Texte à examiner =
************
En illustration, quelques beaux exemplaires appartenant à une riche collection privée dont l’administrateur a préféré rester anonyme (d’autres agrémenteront encore les prochaines chroniques de ces collections d’été).


Bien sûr tout le monde n’habite pas Paris ou sa banlieue, et la série actuelle de vélos est en train de disparaitre, vouant cette collection à un terme proche (les vélos du nouvel opérateur pour 2018, Smoovengo, ne semblent pas comporter de numéro imprimé).
Mais on dit que le perdant recyclerait ses vélos en province, ou à l’étranger.  

Ce Glob est Plat soutiendra sans réserve toute renaissance de cette collection incomparable.

Et à défaut, nombre de numéros de la vie courante pourront la remplacer, l’exemple le plus évident étant celui des plaques minéralogiques, qui avec l’apport des lettres, offrent une grande richesse combinatoire dont les critères esthétiques restent à imaginer.
La barre est d’ores et déjà haute, un collectionneur anonyme ayant déclaré pouvoir apporter la preuve de la plaque « DD - 111 - DD ».

 
Ne manquez pas notre prochaine chronique sur les collections d’été. Elle relatera les mésaventures édifiantes de ce personnage unique, phare de l’humanité qui, ayant dévoilé aux hommes les plus profonds cachots de leur âme douloureuse, et affirmant pouvoir les en délivrer, s’est fait enterrer dans sa propre collection.
************
Données fournies =

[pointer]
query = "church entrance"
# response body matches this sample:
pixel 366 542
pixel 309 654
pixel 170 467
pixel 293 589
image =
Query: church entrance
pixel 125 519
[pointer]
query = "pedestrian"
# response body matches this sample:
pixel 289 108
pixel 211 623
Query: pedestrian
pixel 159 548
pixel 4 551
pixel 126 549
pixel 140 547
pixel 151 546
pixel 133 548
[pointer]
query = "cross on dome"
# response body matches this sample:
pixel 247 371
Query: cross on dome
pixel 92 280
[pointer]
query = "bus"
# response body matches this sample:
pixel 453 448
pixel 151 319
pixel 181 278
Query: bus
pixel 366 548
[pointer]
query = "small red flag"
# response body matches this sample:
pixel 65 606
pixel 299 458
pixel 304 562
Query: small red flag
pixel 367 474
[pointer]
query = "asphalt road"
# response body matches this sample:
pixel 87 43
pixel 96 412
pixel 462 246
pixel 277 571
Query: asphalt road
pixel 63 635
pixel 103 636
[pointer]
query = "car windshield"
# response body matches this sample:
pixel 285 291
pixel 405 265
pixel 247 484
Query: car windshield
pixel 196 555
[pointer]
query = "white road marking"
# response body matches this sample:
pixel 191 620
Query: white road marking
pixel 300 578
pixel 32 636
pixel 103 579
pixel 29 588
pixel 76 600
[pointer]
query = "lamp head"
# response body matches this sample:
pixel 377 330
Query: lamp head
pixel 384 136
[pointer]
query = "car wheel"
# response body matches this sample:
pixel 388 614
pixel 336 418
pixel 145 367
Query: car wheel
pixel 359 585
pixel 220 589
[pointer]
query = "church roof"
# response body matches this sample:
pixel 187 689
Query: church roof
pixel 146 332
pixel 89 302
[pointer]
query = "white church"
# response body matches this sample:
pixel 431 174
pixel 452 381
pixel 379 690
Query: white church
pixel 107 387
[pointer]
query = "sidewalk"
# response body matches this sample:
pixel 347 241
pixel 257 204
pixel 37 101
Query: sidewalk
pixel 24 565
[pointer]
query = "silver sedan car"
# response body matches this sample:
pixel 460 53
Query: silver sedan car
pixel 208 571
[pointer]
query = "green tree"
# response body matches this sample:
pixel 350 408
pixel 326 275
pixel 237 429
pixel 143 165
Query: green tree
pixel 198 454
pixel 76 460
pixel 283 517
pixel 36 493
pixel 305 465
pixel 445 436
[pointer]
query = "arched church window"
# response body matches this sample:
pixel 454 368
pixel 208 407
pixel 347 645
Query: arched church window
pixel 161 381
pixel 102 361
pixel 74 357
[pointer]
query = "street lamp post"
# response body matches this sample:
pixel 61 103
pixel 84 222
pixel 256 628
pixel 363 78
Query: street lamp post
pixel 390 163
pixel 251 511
************
Consignes =
1 - Actualisez tout le passage du texte sur les collections d'été qui va de « Ne manquez pas » jusqu'à « sa propre collection. », en remplaçant « chronique » par « rubrique ».
2 - Résumez le texte sur les collections d'été en trois phrases, s'il vous plaît.
3 - Poursuivez le texte sur les collections d'été à partir de l'endroit où il s'arrête.
Le matériel fourni est indépendant du texte sur les collections d'été.

Corrigés =
1 -
Ne manquez pas notre prochaine rubrique sur les collections d’été. Elle relatera les mésaventures édifiantes de ce personnage unique, phare de l’humanité qui, ayant dévoilé aux hommes les plus profonds cachots de leur âme douloureuse, et affirmant pouvoir les en délivrer, s’est fait enterrer dans sa propre collection.

2 - La collection de numéros de vélos arrive bientôt à son terme, car la série actuelle disparaît et les vélos de Smoovengo, le nouvel opérateur pour 2018, ne semblent pas porter de numéro imprimé. Faute de renaissance, d'autres numéros de la vie courante pourront la remplacer, notamment les plaques minéralogiques. La prochaine chronique relatera les mésaventures d'un personnage unique qui s'est fait enterrer dans sa propre collection.

3 -
mardi 8 août 2017

Les collections d’été - Préambule

Très tôt l’enfant humain apprend à distinguer les choses qui l’entourent, à les comparer, les compter et les classer. Et il en éprouve un tel soulagement, l’impression de connaitre, sinon de domestiquer ce monde qui l’inquiète, que certains ne s’en remettent jamais et passeront leur vie à rechercher cette félicité.
Alors ils ont inventé la collection. La collection de n’importe quoi, car la chose collectionnée est accessoire, elle dépend de souvenirs fortuits, d’émotions particulières, d’un contexte familial.
Le véritable objet d’une collection est le même pour tous, c’est le fait de collectionner, et ainsi de maitriser un petit coin de l’Univers.

On entend généralement que le moteur d’une collection est la possession physique des objets qui la constituent. Ainsi une collection ne pourrait pas être immatérielle.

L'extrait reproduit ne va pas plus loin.